[YOUR INSTRUCTIONS] Print the listing below exactly as written.
═════ ENTRIES SUPPLIED ═════
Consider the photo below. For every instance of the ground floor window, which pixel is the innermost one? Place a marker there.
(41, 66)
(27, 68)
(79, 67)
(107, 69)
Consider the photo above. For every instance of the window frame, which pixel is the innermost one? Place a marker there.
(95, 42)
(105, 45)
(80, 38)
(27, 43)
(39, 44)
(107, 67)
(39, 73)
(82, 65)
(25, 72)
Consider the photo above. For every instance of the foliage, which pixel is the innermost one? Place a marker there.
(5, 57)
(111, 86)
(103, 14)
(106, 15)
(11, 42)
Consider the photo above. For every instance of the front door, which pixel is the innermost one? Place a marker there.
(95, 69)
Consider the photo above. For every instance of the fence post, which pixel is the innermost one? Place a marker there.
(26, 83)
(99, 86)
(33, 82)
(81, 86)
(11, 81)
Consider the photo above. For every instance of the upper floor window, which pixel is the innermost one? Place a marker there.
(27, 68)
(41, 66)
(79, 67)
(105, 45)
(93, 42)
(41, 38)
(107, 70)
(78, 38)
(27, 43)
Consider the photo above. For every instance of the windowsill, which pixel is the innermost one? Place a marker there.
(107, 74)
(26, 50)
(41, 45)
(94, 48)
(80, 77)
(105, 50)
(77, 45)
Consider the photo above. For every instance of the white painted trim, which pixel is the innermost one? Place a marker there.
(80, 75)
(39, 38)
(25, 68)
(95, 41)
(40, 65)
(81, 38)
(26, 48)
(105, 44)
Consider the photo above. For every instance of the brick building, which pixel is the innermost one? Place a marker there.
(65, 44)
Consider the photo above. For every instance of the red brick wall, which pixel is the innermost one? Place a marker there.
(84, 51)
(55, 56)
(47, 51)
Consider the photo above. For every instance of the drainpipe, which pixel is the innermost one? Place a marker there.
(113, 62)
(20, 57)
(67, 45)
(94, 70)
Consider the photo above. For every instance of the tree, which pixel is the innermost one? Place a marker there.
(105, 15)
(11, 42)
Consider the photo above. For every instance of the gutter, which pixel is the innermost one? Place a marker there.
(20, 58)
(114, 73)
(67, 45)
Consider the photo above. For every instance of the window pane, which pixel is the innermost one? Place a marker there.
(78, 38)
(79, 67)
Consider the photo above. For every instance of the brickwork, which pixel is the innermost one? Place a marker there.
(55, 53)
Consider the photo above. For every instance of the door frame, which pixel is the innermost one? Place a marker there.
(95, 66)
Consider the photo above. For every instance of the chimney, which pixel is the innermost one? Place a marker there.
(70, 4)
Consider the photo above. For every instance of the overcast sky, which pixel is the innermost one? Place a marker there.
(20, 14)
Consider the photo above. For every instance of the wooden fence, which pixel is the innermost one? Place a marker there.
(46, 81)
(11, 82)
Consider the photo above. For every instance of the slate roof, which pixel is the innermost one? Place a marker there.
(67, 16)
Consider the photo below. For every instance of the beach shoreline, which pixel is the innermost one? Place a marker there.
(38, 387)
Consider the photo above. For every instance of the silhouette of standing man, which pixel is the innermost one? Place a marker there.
═════
[RESULT OF THE TASK]
Consider the photo below. For every instance of the ground floor window, which pixel is the innermost one? Place a marker there.
(41, 66)
(27, 68)
(79, 67)
(107, 69)
Consider the photo above. For every instance of the window frame, which pixel is the innermost one? Place a marker there.
(95, 42)
(105, 45)
(80, 38)
(27, 43)
(39, 44)
(107, 67)
(39, 73)
(82, 65)
(25, 72)
Consider the photo above. For every instance of the foliage, which pixel is the innermost one? Place a marker there.
(5, 57)
(111, 86)
(103, 14)
(106, 15)
(11, 42)
Consider the photo above. For every instance of the front door, which pixel is the innermost one? Place a marker there.
(95, 69)
Consider the photo above. For every instance of the fence post, which pixel is the innermost one? Place a marker there.
(26, 83)
(99, 86)
(33, 82)
(81, 86)
(11, 81)
Consider the photo above. For every instance of the upper floor window, which pixel is the innermost one? Place a marker there.
(27, 68)
(41, 66)
(79, 67)
(105, 45)
(93, 42)
(41, 38)
(107, 70)
(78, 38)
(27, 43)
Consider the photo above. For every instance of the windowsill, which pixel is the innermost one? Place a marker there.
(107, 74)
(26, 50)
(41, 45)
(94, 48)
(80, 77)
(105, 50)
(77, 45)
Consider the photo above. For every instance of the white painted trim, which pixel is the innermost one? Place a marker there.
(80, 75)
(39, 38)
(25, 68)
(95, 41)
(40, 65)
(81, 38)
(26, 48)
(105, 44)
Consider the photo above. For every instance of the brick building, which pixel is the innermost one? Place a marker there.
(65, 44)
Consider the photo above. For every instance of the red brick wall, which pixel is the innermost one? Place a marker there.
(84, 51)
(55, 56)
(47, 51)
Consider the photo above. For every instance of the drainpipe, which pixel is the innermost one? Place a marker there.
(113, 62)
(20, 57)
(67, 45)
(94, 70)
Consider the photo above. For every instance of the tree, which pixel is the innermost one? Place a marker there.
(105, 15)
(11, 42)
Consider the photo above. For every instance of the gutter, which pixel is the innermost one? Place a marker there.
(20, 58)
(114, 73)
(67, 45)
Consider the photo above. For every instance of the window pane, which pixel is the innermost one? Place a marker there.
(78, 38)
(79, 67)
Consider the photo above. For every instance of the brickwork, which pixel is the innermost one? Place a marker there.
(55, 53)
Consider the photo above. For every instance of the door frame, which pixel is the innermost one? Place a marker there.
(95, 66)
Consider the photo above. For every instance of the chimney, which pixel is the innermost one? Place a marker there.
(70, 4)
Consider the photo above. For every instance of the overcast sky, which pixel is the innermost one? Place a marker there.
(20, 14)
Consider the photo above. For every instance of the wooden fence, which pixel is the innermost one? Place a marker there.
(46, 81)
(11, 82)
Consider the photo above. For every instance of the slate roof, which pixel is the innermost one? Place a marker there.
(67, 16)
Consider the photo below. For every instance of the beach shoreline, which pixel is the innermost one? Place a marker there.
(38, 387)
Consider the photo above. For every instance of the silhouette of standing man, which pixel is the innermost one? Place a marker there.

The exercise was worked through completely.